## WRITTEN INSTRUCTION:
Transcribe the material below exactly as it appears.

Data items:
-- BEGIN --
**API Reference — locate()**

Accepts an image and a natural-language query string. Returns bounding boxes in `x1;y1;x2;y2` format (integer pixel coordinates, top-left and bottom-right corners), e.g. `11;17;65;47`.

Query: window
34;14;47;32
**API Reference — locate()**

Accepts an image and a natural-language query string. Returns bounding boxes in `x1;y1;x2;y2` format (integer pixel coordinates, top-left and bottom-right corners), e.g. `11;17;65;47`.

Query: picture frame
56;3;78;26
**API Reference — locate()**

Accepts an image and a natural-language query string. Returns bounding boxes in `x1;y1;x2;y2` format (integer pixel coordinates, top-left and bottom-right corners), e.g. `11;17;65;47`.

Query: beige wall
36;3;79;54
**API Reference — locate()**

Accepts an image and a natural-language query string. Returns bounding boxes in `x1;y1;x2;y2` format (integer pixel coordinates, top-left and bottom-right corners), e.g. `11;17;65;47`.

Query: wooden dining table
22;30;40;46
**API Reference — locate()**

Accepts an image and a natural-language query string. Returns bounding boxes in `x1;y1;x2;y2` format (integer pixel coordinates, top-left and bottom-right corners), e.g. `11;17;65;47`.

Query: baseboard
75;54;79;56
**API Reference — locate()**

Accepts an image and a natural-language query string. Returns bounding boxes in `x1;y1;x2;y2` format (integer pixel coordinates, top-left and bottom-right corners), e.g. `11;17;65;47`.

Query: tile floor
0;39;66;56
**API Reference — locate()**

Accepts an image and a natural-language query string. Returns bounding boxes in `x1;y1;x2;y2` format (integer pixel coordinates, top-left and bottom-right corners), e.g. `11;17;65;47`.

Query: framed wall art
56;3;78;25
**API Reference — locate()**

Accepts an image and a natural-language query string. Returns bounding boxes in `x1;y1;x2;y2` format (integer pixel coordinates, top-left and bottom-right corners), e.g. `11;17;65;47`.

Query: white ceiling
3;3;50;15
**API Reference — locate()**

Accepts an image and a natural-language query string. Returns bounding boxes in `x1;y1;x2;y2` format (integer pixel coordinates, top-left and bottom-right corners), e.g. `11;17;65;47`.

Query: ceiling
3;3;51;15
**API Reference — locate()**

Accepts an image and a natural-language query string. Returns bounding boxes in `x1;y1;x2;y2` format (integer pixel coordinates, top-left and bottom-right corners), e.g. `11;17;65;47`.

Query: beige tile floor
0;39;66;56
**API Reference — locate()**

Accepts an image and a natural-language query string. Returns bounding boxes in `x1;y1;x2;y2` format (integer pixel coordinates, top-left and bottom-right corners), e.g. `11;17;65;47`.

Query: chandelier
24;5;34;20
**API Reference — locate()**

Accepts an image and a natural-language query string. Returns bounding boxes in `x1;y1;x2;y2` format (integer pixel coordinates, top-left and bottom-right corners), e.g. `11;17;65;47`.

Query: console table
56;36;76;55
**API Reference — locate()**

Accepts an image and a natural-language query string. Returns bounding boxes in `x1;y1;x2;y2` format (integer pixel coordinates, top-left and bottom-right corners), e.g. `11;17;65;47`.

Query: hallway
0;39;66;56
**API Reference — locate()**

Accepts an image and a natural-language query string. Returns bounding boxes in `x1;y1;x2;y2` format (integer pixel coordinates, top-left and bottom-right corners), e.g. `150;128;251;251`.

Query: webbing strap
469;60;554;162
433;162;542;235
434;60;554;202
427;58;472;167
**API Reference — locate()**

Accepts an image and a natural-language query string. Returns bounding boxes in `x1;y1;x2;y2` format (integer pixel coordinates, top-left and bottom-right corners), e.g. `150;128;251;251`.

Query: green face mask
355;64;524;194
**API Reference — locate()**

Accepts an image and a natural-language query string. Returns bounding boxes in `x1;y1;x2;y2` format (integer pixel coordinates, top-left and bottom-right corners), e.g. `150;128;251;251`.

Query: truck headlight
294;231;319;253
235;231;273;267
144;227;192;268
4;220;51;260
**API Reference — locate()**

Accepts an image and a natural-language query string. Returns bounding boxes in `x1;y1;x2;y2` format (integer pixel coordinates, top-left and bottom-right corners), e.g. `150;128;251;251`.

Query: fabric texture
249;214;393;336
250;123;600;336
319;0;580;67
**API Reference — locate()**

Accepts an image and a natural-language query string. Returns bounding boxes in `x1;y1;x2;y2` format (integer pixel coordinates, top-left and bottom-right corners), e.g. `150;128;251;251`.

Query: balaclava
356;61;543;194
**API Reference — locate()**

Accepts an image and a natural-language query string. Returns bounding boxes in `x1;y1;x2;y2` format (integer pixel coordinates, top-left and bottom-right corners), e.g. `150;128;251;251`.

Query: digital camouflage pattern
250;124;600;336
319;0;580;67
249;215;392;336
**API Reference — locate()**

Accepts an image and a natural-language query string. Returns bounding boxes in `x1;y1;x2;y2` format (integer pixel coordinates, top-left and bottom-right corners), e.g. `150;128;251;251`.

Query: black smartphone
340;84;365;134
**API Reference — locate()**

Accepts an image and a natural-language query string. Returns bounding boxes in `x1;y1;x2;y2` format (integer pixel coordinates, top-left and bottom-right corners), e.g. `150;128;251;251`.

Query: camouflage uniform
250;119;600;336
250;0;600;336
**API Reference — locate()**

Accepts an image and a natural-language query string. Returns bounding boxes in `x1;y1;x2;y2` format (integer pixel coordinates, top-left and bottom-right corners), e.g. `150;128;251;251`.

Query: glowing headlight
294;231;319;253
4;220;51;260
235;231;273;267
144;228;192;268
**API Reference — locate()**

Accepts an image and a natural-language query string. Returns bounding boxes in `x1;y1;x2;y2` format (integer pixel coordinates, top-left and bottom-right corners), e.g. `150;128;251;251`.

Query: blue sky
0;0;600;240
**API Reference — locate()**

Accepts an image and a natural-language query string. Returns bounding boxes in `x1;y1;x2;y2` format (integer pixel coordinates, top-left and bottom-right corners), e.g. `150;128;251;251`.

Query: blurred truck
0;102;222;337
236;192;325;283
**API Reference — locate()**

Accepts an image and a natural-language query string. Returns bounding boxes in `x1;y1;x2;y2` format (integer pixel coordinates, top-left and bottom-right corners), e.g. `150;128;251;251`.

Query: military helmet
-- END --
## SOLUTION FOR THIS PROBLEM:
**API Reference — locate()**

Accepts an image and a natural-language query string. Returns bounding boxes in `x1;y1;x2;y2` format (integer pixel coordinates, top-left and bottom-right corners), e.g. `11;17;65;47`.

Query: window
34;14;47;32
**API Reference — locate()**

Accepts an image and a natural-language query string. Returns bounding boxes in `x1;y1;x2;y2` format (integer pixel coordinates, top-left and bottom-right corners), e.g. `11;17;65;47`.

Query: picture frame
56;3;78;26
**API Reference — locate()**

Accepts an image and a natural-language query string. Returns bounding boxes in `x1;y1;x2;y2` format (integer pixel coordinates, top-left and bottom-right corners), e.g. `11;17;65;47`.

Query: beige wall
36;3;79;54
**API Reference — locate()**

Accepts an image and a natural-language query string. Returns bounding boxes in `x1;y1;x2;y2` format (integer pixel coordinates, top-left and bottom-right corners), e.g. `11;17;65;47`.

Query: wooden dining table
22;30;40;46
**API Reference — locate()**

Accepts an image and a natural-language query string. Returns bounding boxes in `x1;y1;x2;y2` format (integer pixel coordinates, top-left and bottom-right corners), e.g. `11;17;65;47`.

Query: baseboard
75;54;79;56
**API Reference — locate()**

Accepts an image and a natural-language query string. Returns bounding boxes in `x1;y1;x2;y2` format (integer pixel coordinates, top-left and bottom-right corners), e.g. `11;17;65;47`.

Query: tile floor
0;39;66;56
**API Reference — locate()**

Accepts an image and a natural-language query string. Returns bounding boxes in `x1;y1;x2;y2` format (integer pixel coordinates, top-left and bottom-right corners), e.g. `11;17;65;47`.

Query: framed wall art
56;3;78;25
**API Reference — locate()**

Accepts an image and a natural-language query string. Returns bounding boxes in `x1;y1;x2;y2` format (integer pixel coordinates, top-left and bottom-right corners), e.g. `11;17;65;47`.

Query: white ceiling
3;3;50;15
**API Reference — locate()**

Accepts an image and a natural-language query string. Returns bounding boxes in `x1;y1;x2;y2` format (integer pixel coordinates, top-left and bottom-right corners), e.g. `11;17;65;47`.

Query: ceiling
3;3;51;15
**API Reference — locate()**

Accepts an image and a natural-language query string. Returns bounding boxes in `x1;y1;x2;y2` format (integer pixel coordinates, top-left and bottom-right corners), e.g. `11;17;65;47`.

Query: beige tile floor
0;39;66;56
**API Reference — locate()**

Accepts an image and a natural-language query string. Returns bounding boxes in `x1;y1;x2;y2` format (integer pixel coordinates, top-left and bottom-right corners), e.g. `11;17;65;47`.

Query: chandelier
24;5;34;20
**API Reference — locate()**

Accepts an image and a natural-language query string. Returns bounding boxes in `x1;y1;x2;y2` format (integer pixel coordinates, top-left and bottom-right corners), e.g. `11;17;65;47`.

Query: console table
56;36;76;55
**API Reference — locate()**

Accepts an image and a natural-language query string. Returns bounding boxes in `x1;y1;x2;y2` format (integer pixel coordinates, top-left and bottom-right corners), e.g. `11;17;65;47`.

Query: hallway
0;39;66;56
**API Reference — locate()**

Accepts an image and a natural-language query string. Returns bounding boxes in `x1;y1;x2;y2` format (integer pixel coordinates, top-left and bottom-right corners), e.g. `150;128;251;251`.

Query: webbing strap
469;60;554;162
433;162;542;235
434;60;554;202
427;58;472;167
**API Reference — locate()**

Accepts an image and a natural-language query string. Returns bounding boxes in `x1;y1;x2;y2` format (integer pixel coordinates, top-left and bottom-right corners), e.g. `150;128;251;251`.

Query: green face mask
355;64;524;194
**API Reference — locate()**

Accepts an image and a natural-language query string. Returns bounding boxes in `x1;y1;x2;y2` format (integer pixel coordinates, top-left and bottom-right corners), e.g. `150;128;251;251`.

Query: truck headlight
294;231;319;253
235;231;273;267
144;227;192;268
4;220;51;260
**API Reference — locate()**

Accepts an image and a natural-language query string. Returns bounding boxes in `x1;y1;x2;y2` format (integer pixel coordinates, top-left and bottom-right corners), e.g. `150;128;251;251`.

Query: fabric texture
249;214;393;336
250;123;600;336
319;0;580;67
**API Reference — locate()**

Accepts an image and a natural-language query string. Returns bounding boxes in `x1;y1;x2;y2` format (integer pixel coordinates, top-left and bottom-right corners), e.g. `150;128;251;251`.

Query: balaclava
356;61;543;194
**API Reference — locate()**

Accepts an image and a natural-language query string. Returns bounding boxes in `x1;y1;x2;y2` format (integer pixel coordinates, top-left and bottom-right corners), e.g. `150;128;251;251`.

Query: digital camouflage pattern
250;124;600;336
319;0;580;67
249;215;392;336
**API Reference — locate()**

Accepts an image and a natural-language query string. Returns bounding boxes in `x1;y1;x2;y2` format (integer pixel coordinates, top-left and bottom-right corners), e.g. `150;128;251;251`.

Query: black smartphone
340;84;365;134
**API Reference — locate()**

Accepts an image and a natural-language query string. Returns bounding boxes in `x1;y1;x2;y2` format (integer pixel coordinates, top-left and bottom-right corners), e.g. `150;128;251;251`.

Query: camouflage uniform
250;119;600;336
250;0;600;336
**API Reference — locate()**

Accepts an image and a natural-language query string. Returns bounding boxes in `x1;y1;x2;y2` format (integer pixel coordinates, top-left and bottom-right corners), e.g. `150;128;251;251`.

Query: glowing headlight
294;231;319;253
4;220;51;260
235;231;273;267
144;228;192;268
**API Reference — locate()**

Accepts an image and a natural-language query string. Returns bounding boxes in `x1;y1;x2;y2` format (integer pixel coordinates, top-left and bottom-right corners), e.g. `150;128;251;251`.

Query: blue sky
0;0;600;240
**API Reference — locate()**

Accepts an image and a natural-language query string. Returns bounding boxes in `x1;y1;x2;y2` format (integer pixel coordinates, top-left and bottom-right corners), e.g. `150;128;251;251`.

Query: blurred truck
0;102;222;337
236;192;325;283
**API Reference — locate()**

Accepts an image and a natural-language query string. Returns bounding boxes in `x1;y1;x2;y2` format (integer pixel coordinates, top-left and bottom-right corners), e.g. `150;128;251;251`.

Query: military helmet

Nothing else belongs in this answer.